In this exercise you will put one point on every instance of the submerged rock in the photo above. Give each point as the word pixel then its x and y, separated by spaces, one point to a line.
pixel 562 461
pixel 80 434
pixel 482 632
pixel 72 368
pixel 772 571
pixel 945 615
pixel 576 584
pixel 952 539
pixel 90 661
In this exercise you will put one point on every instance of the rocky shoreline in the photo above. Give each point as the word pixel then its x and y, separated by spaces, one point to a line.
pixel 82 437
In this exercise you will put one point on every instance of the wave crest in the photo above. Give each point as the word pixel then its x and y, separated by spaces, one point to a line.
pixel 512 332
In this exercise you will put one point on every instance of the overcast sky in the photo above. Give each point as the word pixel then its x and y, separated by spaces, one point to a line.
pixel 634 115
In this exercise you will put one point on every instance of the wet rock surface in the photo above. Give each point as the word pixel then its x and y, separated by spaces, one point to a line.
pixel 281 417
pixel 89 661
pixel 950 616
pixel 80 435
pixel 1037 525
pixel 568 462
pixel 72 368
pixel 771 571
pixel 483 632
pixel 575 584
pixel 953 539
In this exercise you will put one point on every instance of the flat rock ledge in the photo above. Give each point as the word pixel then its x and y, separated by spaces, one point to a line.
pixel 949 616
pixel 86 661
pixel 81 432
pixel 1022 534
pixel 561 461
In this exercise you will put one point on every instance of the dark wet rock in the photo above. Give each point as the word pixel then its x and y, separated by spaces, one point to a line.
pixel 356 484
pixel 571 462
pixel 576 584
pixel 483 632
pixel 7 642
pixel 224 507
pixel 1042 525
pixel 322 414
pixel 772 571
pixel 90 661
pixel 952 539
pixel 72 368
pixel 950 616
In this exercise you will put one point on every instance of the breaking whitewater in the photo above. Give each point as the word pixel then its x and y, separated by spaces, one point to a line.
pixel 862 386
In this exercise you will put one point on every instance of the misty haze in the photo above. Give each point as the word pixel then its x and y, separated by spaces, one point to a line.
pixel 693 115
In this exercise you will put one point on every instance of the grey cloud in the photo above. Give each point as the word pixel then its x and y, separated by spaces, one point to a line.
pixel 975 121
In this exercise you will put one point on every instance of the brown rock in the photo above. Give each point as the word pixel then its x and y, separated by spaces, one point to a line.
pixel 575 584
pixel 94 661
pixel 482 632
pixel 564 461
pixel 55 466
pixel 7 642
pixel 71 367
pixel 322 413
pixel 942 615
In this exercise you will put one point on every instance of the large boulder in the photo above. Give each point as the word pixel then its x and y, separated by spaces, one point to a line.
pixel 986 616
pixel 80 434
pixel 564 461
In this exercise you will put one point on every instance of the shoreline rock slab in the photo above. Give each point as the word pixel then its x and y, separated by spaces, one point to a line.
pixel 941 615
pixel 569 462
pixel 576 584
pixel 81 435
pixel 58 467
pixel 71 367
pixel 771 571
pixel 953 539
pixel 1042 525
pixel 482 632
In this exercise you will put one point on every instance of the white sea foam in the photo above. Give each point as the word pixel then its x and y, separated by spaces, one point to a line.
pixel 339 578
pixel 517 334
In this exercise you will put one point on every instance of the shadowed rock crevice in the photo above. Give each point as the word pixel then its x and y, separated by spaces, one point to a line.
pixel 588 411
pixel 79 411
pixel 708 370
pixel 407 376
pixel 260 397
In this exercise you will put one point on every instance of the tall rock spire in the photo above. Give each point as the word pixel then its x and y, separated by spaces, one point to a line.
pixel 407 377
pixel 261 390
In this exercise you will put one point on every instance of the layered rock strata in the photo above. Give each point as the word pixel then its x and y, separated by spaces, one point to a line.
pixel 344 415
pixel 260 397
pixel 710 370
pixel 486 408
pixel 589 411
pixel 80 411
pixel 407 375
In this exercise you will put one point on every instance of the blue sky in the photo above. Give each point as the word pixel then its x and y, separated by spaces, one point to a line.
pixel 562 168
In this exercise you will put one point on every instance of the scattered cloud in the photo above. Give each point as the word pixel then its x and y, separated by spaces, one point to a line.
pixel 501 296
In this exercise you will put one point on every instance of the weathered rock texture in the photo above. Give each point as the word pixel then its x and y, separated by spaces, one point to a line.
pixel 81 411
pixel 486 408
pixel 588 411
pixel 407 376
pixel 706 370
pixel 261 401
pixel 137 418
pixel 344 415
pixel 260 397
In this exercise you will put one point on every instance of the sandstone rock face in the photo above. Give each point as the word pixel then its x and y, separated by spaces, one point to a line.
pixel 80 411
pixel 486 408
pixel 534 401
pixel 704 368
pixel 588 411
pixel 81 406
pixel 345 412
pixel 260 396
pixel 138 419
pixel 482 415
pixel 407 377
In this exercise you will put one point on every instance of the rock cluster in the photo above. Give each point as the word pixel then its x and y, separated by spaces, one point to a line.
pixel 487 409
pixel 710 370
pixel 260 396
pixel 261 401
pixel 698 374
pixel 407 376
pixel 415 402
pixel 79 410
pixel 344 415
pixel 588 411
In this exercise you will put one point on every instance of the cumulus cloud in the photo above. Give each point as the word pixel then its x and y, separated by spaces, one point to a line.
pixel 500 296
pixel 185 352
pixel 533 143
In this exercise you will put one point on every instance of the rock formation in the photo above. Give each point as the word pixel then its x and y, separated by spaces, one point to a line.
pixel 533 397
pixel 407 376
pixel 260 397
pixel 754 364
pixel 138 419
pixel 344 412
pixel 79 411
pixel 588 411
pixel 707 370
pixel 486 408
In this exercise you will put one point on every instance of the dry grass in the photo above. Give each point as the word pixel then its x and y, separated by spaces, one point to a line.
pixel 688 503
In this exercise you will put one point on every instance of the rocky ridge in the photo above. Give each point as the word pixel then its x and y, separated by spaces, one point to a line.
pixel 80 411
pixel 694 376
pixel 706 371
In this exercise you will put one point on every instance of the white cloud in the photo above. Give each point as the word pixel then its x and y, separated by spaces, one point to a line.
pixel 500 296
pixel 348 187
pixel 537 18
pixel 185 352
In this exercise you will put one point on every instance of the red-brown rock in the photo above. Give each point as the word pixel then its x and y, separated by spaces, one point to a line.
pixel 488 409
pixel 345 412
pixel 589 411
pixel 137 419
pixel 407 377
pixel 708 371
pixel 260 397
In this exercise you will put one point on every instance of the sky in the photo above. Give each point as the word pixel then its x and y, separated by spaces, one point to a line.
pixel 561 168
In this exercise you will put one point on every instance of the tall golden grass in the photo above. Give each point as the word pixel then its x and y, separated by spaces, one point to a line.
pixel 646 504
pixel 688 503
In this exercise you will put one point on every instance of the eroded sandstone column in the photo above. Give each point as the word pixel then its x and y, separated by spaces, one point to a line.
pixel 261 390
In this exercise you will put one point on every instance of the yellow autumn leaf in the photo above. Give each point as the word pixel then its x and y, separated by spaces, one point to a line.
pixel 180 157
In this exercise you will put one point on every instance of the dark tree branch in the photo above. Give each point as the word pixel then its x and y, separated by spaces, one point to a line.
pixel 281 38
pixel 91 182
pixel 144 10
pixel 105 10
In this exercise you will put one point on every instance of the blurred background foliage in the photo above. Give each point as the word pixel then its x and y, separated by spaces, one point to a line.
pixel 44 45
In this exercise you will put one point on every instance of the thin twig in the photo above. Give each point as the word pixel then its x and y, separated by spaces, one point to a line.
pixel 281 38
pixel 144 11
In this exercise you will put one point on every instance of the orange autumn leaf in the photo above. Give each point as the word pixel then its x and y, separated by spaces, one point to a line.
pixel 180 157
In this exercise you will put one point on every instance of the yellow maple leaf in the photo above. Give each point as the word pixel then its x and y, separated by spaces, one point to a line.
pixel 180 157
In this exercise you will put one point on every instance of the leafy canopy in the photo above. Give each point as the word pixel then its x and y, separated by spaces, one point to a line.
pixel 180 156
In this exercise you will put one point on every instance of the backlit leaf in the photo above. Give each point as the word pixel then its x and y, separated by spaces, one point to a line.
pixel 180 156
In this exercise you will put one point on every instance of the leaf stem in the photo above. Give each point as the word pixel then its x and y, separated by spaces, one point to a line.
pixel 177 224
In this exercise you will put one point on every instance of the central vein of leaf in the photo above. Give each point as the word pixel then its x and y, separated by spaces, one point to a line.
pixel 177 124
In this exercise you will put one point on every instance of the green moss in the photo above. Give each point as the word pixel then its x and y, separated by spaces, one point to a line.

(What the exercise asks)
Return exactly, and only, the line containing "of the leafy" and every line after it through the end of the material.

(Expected answer)
In this exercise you will put one point on every instance of the leafy canopy in the photo above. Give each point as the word pixel then its x and y, separated by spaces, one point to a line.
pixel 180 156
In this exercise you will put one point on every instance of the backlit leaf in the photo above. Give each point as the word pixel then its x and y, separated by spaces, one point to a line.
pixel 180 156
In this exercise you will put one point on every instance of the leaf stem in the photo above. Give each point as the word pixel then its x and y, separated by spaces, one point to a line.
pixel 177 224
In this exercise you will put one point on every instance of the central vein of leaf in the photo above. Give each point as the word pixel then its x and y, separated by spaces, one point to a line.
pixel 177 124
In this exercise you will put one point on every instance of the green moss in the photo above. Give each point as the word pixel then its x and y, separated by spaces, one point to a line.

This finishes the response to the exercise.